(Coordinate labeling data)

## START

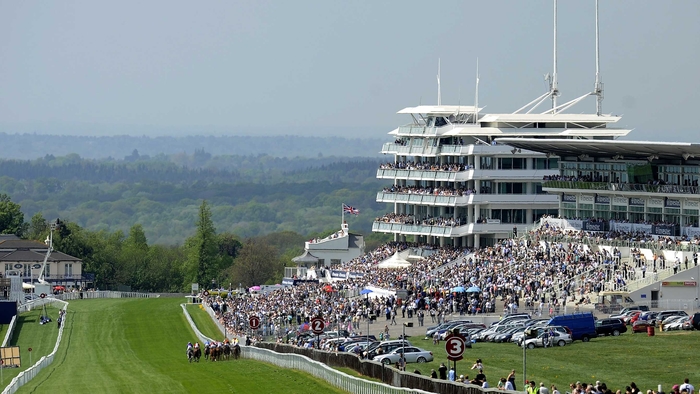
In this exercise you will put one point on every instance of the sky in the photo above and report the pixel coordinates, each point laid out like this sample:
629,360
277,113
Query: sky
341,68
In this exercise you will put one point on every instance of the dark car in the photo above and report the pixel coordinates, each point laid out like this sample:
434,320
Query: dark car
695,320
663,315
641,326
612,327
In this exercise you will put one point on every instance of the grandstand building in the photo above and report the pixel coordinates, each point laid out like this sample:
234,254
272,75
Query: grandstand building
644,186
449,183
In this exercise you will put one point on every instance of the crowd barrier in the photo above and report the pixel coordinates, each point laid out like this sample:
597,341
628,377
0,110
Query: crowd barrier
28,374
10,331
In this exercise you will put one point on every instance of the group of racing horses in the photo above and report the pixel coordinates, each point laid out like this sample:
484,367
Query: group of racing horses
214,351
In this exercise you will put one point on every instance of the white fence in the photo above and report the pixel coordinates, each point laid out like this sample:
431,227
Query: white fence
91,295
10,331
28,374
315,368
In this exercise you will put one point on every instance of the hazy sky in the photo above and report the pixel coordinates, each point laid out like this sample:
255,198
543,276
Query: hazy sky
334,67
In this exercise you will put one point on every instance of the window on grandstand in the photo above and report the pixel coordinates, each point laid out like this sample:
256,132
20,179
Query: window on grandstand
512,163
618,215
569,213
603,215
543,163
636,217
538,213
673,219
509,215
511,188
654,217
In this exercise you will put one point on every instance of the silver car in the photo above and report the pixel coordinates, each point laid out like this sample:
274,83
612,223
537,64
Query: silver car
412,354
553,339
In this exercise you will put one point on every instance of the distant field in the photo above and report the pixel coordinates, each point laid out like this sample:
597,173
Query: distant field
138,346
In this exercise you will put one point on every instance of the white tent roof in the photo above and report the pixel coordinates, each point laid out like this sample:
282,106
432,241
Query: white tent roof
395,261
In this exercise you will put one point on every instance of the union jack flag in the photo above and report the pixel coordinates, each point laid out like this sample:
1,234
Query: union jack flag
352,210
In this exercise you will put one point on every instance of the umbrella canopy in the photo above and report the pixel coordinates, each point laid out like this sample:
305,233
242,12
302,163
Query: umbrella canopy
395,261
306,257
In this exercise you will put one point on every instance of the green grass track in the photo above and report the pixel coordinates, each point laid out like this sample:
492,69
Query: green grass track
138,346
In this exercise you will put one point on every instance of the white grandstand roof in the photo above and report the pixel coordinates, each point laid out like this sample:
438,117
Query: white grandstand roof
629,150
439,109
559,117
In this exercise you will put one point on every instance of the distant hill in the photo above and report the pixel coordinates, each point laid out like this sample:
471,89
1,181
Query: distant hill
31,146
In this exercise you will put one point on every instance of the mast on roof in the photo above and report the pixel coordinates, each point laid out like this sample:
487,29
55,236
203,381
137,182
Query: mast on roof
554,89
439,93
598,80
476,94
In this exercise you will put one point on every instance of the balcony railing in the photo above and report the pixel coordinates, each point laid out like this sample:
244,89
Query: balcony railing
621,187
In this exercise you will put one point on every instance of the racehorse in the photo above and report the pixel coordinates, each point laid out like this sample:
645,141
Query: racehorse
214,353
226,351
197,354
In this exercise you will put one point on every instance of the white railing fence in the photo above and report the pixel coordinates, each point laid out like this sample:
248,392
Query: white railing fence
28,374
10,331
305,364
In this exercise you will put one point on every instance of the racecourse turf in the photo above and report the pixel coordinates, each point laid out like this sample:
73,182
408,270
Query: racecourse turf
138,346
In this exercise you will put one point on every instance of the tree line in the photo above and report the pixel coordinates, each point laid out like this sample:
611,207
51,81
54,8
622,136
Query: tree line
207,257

## END
## START

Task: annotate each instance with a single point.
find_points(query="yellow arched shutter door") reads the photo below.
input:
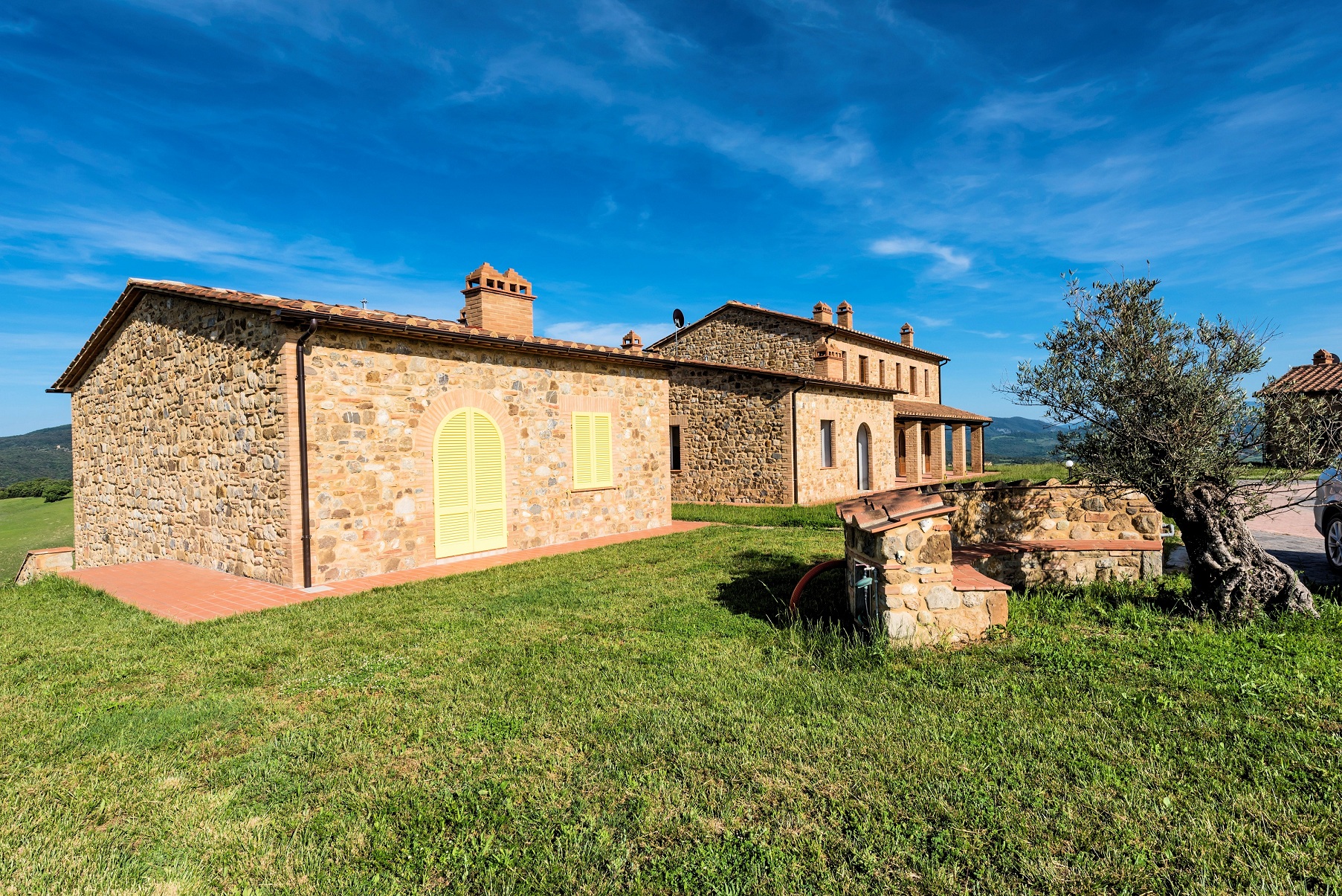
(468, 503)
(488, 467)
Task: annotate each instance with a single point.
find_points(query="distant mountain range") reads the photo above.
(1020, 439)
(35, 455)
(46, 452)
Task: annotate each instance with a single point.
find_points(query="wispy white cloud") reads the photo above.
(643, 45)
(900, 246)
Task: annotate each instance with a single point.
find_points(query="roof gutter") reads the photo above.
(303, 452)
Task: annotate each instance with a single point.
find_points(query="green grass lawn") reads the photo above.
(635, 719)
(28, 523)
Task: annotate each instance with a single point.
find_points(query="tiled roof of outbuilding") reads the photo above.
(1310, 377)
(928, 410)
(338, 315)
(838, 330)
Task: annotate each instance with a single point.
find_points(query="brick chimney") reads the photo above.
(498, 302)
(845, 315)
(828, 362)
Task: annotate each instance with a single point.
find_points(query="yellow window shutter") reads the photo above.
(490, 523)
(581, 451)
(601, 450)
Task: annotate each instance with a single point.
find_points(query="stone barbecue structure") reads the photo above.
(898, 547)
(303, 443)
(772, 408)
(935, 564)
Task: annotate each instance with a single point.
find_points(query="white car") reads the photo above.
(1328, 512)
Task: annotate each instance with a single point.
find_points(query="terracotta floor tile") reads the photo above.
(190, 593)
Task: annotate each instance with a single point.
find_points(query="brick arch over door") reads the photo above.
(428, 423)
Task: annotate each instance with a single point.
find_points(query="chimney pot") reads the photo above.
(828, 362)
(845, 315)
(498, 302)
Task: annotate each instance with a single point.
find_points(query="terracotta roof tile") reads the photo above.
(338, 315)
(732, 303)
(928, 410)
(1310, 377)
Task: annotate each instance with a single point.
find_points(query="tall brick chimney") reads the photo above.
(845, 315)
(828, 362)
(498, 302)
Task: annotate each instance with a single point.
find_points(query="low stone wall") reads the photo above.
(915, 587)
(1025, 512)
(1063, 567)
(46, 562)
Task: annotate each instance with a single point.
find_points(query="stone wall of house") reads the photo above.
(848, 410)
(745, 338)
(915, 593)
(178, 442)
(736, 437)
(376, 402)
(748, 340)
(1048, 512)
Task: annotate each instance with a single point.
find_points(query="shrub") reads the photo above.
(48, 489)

## END
## START

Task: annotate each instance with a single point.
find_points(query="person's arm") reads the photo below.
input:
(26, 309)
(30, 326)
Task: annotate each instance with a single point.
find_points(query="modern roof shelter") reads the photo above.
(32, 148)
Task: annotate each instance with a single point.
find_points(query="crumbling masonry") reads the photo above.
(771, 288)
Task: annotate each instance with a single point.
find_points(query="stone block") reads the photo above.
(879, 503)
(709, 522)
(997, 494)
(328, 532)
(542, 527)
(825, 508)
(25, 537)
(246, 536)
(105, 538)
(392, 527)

## END

What the exercise asks: Which lines in the records contain the word "brick", counting only matches with the same case? Locate and copy each one.

Result of the exercise:
find_points(query="brick chimney") reads the photo above.
find_points(query="brick arch over door") reads the photo above.
find_points(query="tall brick chimney") reads the photo above.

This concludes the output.